Written task:
Scale everything from the start of the entries down to and including the line that contains "(1207, 666)", and write those lines out again with the requests. Multiply each point coordinate in the answers by 0.9, round to a whole number with halves going up, and leave the pictures out.

(Records pointing to objects in a photo)
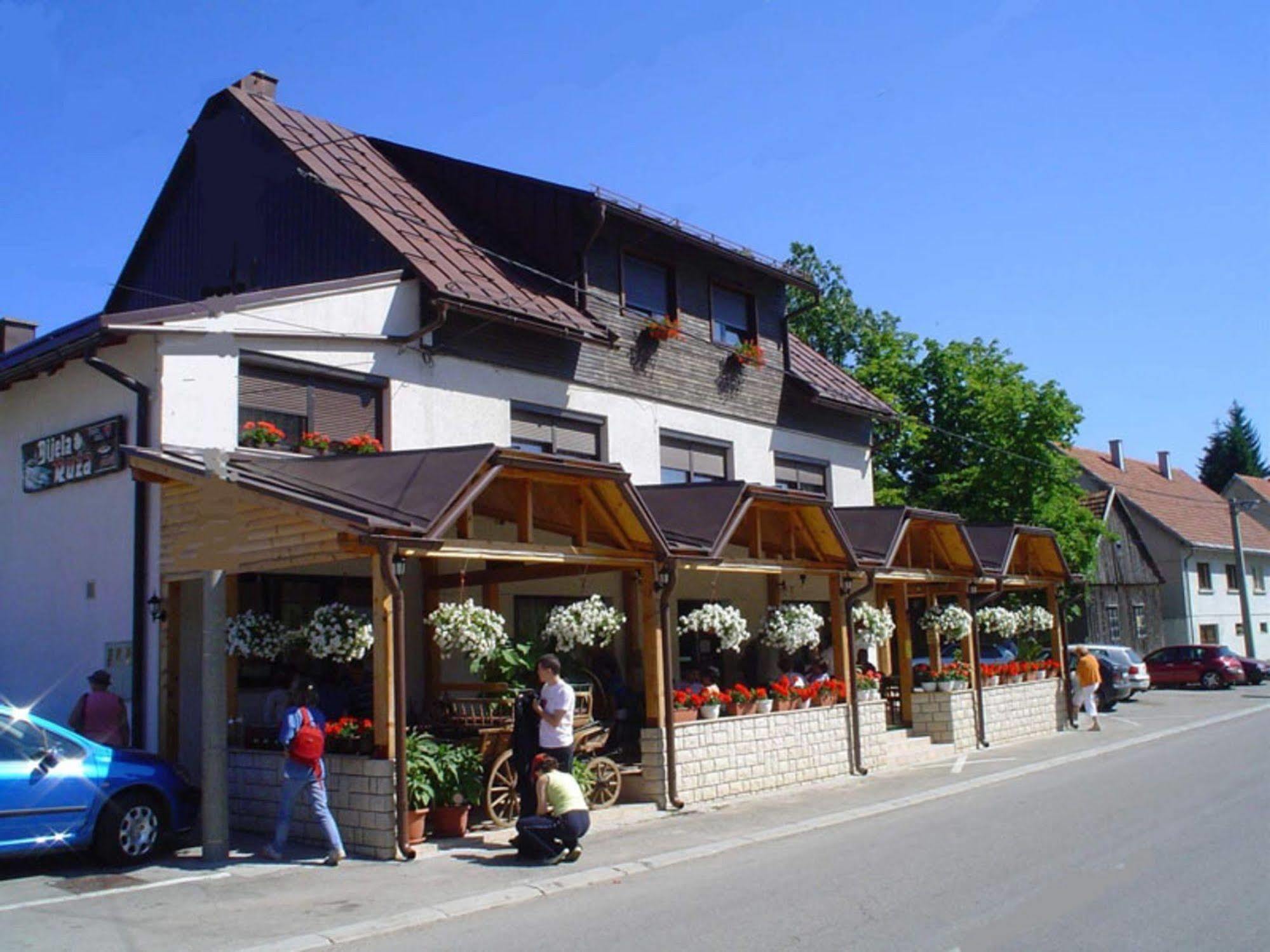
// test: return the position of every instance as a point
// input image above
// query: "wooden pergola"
(916, 556)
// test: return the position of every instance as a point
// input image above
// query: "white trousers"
(1089, 700)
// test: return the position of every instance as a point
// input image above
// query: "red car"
(1207, 666)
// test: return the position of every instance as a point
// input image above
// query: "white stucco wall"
(64, 540)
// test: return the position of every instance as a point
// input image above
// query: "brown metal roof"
(410, 222)
(831, 382)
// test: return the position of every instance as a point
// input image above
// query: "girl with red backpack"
(302, 735)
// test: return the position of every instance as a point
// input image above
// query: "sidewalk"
(247, 903)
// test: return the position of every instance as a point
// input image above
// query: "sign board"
(72, 456)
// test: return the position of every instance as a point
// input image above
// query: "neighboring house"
(302, 274)
(1252, 489)
(1123, 593)
(1186, 528)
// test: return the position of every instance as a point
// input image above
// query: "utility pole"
(1239, 506)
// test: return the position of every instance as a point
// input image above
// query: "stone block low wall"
(757, 753)
(945, 718)
(1019, 711)
(360, 793)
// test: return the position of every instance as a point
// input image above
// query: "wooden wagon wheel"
(607, 782)
(502, 800)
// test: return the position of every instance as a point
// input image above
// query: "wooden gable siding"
(236, 216)
(211, 526)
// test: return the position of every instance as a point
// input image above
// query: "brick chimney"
(259, 83)
(14, 333)
(1118, 453)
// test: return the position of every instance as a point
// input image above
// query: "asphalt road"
(1161, 846)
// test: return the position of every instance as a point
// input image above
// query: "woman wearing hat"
(100, 715)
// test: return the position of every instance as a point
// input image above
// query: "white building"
(1187, 528)
(325, 282)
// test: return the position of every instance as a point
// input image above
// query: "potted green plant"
(460, 785)
(422, 774)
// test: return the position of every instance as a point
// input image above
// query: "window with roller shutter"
(299, 403)
(806, 475)
(687, 460)
(565, 434)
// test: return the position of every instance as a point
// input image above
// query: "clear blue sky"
(1086, 182)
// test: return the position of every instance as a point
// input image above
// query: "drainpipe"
(976, 605)
(667, 591)
(850, 671)
(386, 554)
(140, 546)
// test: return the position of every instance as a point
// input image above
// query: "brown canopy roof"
(705, 518)
(878, 535)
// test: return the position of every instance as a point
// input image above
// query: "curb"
(597, 876)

Result for this exercise:
// test: return the position of every instance as a point
// input image above
// query: "wooden pergola"
(824, 500)
// test: return the position of every instance as a point
// input image above
// query: "white trousers"
(980, 630)
// test: return the position of every instance as a point
// input image above
// query: "red car"
(1086, 599)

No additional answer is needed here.